▶ [Text provided]
• Sonuç bulunamadı

Using R to Detect Differential Item Functioning: Science sub-test of Secondary School Entrance Examination

ARTICLE TYPE Received Date Accepted Date Published Date

Research Article 02.04.2020 09.23.2020 09.26.2020

Betül Alatlı 1 and Selma Şenel 2 Balıkesir University

Abstract

Differential Item Functioning (DIF) analyses provide critical information about validity of a test. R; an open source software, that comprises all of the DIF detection methods, has an important role in DIF research. Therefore, conducting a guiding study for measurement invariance or DIF analyses by following scientific methods and procedures will be very useful for researchers and practitioners. In this research, it is aimed to illustrate the procedures followed in different DIF detection methods in R, beginning from the installation of the R software to the interpretation of the analysis results, using a sample test (science sub-test of Secondary School Entrance Examination) and data. Four DIF detection methods, which are commonly used in DIF analyses, Mantel-Haenszel, Logistic Regression, SIBTEST and Likelihood Ratio methods are handled in this study. According to the analysis results, no items indicate DIF or indicate negligible DIF.

Keywords: difR, measurement invariance, differential item functioning, item position effect, secondary school entrance examination.

The Ethical Committee Approval: Since this research was conducted before 01.01.2020, it does not require an ethics committee decision.

1Corresponding author: Assist. Prof., Necatibey Education Faculty,Department of Educational Sciences, e-mail: betulkarakocalatli@gmail.com, https://orcid.org/0000-0003-2424-5937

2Assist. Prof., Necatibey Education Faculty, Department of Educational Sciences, e-mail:

selmahocuk@gmail.com, https://orcid.org/0000-0002-5803-0793

Purpose and Significance

Measurement invariance is a critical indicator for fair decisions obtained from measurement tools. It is defined; individuals who have the same test score from the tests developed to measure a certain latent construct, have the same observed scores at the sub-tests and test items. It is statistically analyzed by Differential Item Functioning (DIF). DIF is defined as the differentiation of the probabilities of achievement of individuals in different subgroups but with the same skill level for an item in the test.

In the literature, numerous DIF detection methods are used, which follow different mathematical processes and use different breakpoints and algorithms. It is recommended that more than one DIF detection method should be used together and they must be compared for investigation of the measurement invariance. However, each DIF method can be applied to different statistical software. As a result of the necessity of using various DIF detection methods, literature reports use of more than one statistical software in one research (Adedoyin, 2010; Akalın, 2014; Çepni, 2011;

Gök, Kelecioğlu and Doğan, 2010; Grover and Ercikan, 2017; Karakoç-Alatlı and Çokluk-Bökeoğlu, 2018; Lyons-Thomas, Sandilands and Ercikan, 2014; Stoneberg, 2004; Walzebug, 2014; Yıldırım, 2015).

▶ [Stated task 1]
Rewrite the rows from the line containing "Question: I need the bounding box around the dark cloud" through the last row, raising every coordinate in the answer boxes by 40 and leaving all other lines unchanged. Leave out the picture markers.
The article on differential item functioning has no connection to the rows.

Annotated coordinate records
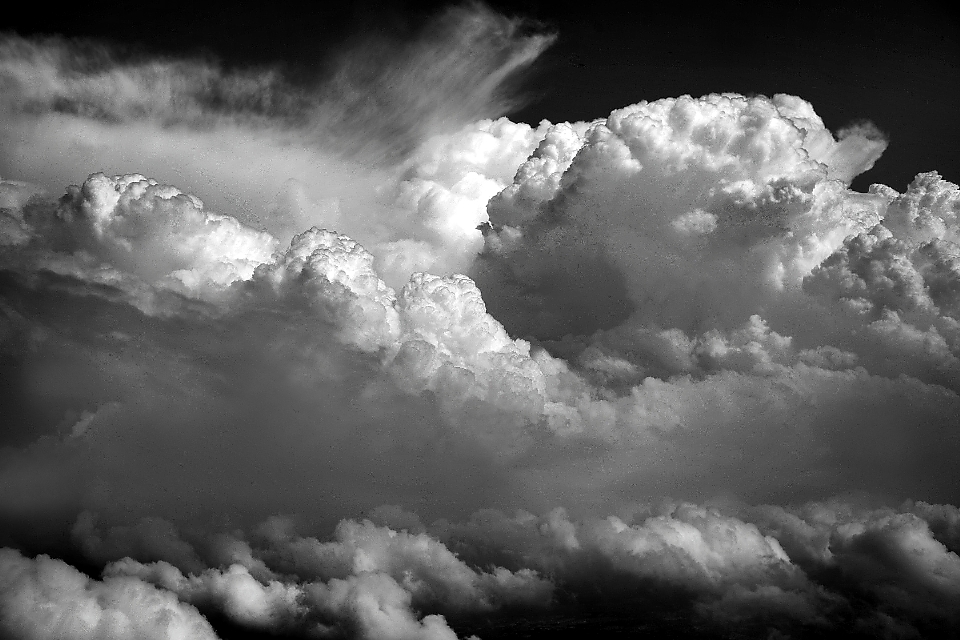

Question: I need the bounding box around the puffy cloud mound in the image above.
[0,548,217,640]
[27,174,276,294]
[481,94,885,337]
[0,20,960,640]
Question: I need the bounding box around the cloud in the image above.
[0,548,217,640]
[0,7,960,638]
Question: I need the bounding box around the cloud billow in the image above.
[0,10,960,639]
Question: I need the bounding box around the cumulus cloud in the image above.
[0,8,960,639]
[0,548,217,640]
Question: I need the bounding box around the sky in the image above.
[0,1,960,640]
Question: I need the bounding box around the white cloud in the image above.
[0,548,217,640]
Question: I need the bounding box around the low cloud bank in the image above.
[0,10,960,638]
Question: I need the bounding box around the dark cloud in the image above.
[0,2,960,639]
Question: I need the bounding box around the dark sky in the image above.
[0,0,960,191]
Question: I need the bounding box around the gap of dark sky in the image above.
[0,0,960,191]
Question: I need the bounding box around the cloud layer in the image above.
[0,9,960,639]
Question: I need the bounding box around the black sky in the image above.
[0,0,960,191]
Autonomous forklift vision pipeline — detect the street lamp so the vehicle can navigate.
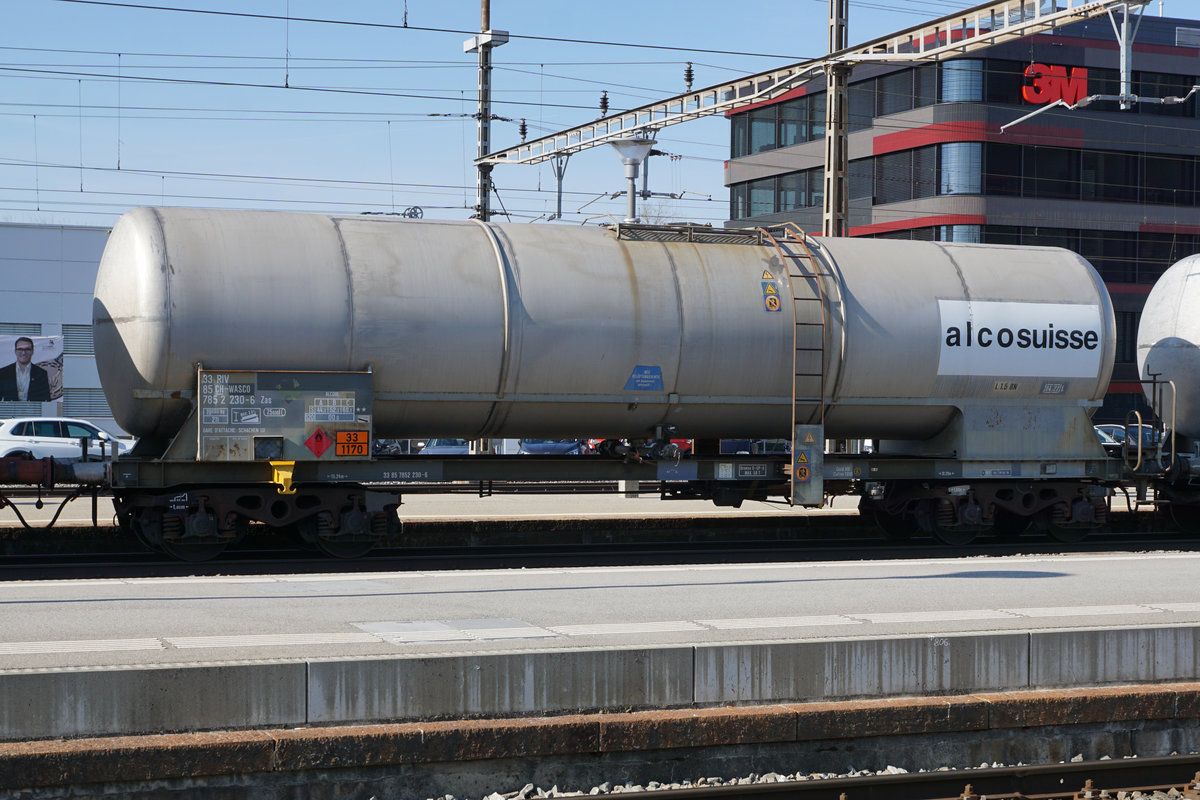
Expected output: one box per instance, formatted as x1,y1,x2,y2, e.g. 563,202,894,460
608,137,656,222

▶ [Stated task 2]
Write out the article on differential item functioning word for word from "selmahocuk@gmail.com, https://orcid.org/0000-0002-5803-0793" to "in the test.".

▶ [Task result 1]
Question: I need the bounding box around the dark cloud in the image above.
[40,42,1000,679]
Question: I need the bounding box around the dark sky in the image above.
[40,40,1000,231]
Question: I need the bounding box around the gap of dark sky in the image above.
[40,40,1000,231]
Question: I need the bounding box around the cloud layer in the image above.
[40,49,1000,679]
Question: I need the bounding box around the black sky in the image above.
[40,40,1000,231]
Autonomous forklift vision pipeline — detect the street lamp so the vehicle can navigate.
Expected output: one box per instance, formatted as x1,y1,x2,y2, e.g. 563,202,894,460
648,177,696,262

▶ [Task result 2]
selmahocuk@gmail.com, https://orcid.org/0000-0002-5803-0793

Purpose and Significance

Measurement invariance is a critical indicator for fair decisions obtained from measurement tools. It is defined; individuals who have the same test score from the tests developed to measure a certain latent construct, have the same observed scores at the sub-tests and test items. It is statistically analyzed by Differential Item Functioning (DIF). DIF is defined as the differentiation of the probabilities of achievement of individuals in different subgroups but with the same skill level for an item in the test.